# What you need to do:
Report each line of the items below that contains the string "pocket".

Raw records
--- --- ---

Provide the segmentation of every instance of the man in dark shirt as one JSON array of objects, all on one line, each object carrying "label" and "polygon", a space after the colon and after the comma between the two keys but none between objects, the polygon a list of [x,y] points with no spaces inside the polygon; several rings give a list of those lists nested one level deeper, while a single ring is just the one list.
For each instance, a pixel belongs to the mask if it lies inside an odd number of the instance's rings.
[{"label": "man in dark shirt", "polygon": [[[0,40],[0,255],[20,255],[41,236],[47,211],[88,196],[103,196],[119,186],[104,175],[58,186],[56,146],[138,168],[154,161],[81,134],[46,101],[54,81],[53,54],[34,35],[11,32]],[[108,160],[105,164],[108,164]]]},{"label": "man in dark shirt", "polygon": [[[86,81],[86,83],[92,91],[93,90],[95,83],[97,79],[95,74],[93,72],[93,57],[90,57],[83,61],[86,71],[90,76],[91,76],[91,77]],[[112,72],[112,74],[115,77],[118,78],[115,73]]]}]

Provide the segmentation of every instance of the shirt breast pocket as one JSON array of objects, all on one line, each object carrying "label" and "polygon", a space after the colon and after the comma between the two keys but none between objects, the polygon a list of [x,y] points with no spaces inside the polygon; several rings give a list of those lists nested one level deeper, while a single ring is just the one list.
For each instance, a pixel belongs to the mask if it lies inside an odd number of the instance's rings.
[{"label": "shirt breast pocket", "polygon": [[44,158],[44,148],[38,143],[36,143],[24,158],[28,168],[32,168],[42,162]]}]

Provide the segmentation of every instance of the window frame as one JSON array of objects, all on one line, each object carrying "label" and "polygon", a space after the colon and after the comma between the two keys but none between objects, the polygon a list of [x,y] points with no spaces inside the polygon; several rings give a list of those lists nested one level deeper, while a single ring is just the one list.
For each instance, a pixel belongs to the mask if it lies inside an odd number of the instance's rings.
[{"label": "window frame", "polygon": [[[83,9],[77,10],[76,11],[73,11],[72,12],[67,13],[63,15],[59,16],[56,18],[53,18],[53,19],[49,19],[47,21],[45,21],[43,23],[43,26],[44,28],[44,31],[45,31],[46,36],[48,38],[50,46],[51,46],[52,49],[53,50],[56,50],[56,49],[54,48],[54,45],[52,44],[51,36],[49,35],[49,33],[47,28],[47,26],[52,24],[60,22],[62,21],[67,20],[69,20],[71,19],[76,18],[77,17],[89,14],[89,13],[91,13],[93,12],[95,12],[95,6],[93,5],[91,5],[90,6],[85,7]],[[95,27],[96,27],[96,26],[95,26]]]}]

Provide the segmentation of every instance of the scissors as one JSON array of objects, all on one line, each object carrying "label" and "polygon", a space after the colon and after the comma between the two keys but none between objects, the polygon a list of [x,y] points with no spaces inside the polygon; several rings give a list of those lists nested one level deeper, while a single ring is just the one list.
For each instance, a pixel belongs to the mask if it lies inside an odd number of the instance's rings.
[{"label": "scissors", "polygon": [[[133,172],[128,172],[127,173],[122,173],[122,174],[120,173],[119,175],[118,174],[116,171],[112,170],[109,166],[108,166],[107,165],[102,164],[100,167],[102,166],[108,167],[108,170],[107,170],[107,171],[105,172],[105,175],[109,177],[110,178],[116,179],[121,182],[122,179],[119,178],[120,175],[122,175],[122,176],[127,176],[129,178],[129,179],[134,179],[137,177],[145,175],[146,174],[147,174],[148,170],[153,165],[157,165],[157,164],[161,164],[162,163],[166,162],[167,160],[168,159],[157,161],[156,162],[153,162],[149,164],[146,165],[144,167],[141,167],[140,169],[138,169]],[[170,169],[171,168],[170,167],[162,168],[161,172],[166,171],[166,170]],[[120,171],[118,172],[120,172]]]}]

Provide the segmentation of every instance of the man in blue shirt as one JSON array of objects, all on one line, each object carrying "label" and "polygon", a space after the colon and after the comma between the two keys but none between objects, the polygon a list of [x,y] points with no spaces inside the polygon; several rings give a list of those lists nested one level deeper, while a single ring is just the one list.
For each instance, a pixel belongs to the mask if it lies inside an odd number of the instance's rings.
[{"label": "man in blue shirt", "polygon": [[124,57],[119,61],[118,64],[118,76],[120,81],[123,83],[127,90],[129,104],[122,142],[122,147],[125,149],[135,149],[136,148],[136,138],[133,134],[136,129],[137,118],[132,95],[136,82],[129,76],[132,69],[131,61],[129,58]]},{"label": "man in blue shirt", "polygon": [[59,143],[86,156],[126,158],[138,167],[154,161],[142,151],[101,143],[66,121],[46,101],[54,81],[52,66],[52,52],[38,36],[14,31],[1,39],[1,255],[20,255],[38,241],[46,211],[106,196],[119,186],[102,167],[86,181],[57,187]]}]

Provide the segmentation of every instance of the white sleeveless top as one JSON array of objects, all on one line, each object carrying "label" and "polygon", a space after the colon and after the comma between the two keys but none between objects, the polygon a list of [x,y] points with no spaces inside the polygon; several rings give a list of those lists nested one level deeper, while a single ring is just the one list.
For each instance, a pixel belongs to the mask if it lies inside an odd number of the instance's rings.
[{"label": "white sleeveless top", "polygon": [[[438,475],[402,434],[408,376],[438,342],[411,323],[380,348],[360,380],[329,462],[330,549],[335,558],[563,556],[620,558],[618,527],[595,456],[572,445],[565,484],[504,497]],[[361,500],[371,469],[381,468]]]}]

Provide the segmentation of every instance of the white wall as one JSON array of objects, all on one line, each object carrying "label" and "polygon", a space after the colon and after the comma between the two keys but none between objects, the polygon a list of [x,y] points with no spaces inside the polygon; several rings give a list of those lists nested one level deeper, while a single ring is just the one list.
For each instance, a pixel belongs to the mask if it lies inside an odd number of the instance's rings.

--- --- ---

# Full solution:
Provide the segmentation of every instance of the shirt breast pocket as one JSON array of objects, all on one line, each object carrying "label" and "polygon", a space after the colon and after the comma between the two keys but none between objects, the polygon a list of [x,y] points with no spaces inside the polygon; several rings give a list of those lists nested one level deeper, while a single ring is just the one list.
[{"label": "shirt breast pocket", "polygon": [[44,158],[44,148],[38,143],[36,143],[24,158],[28,168],[32,168],[42,162]]}]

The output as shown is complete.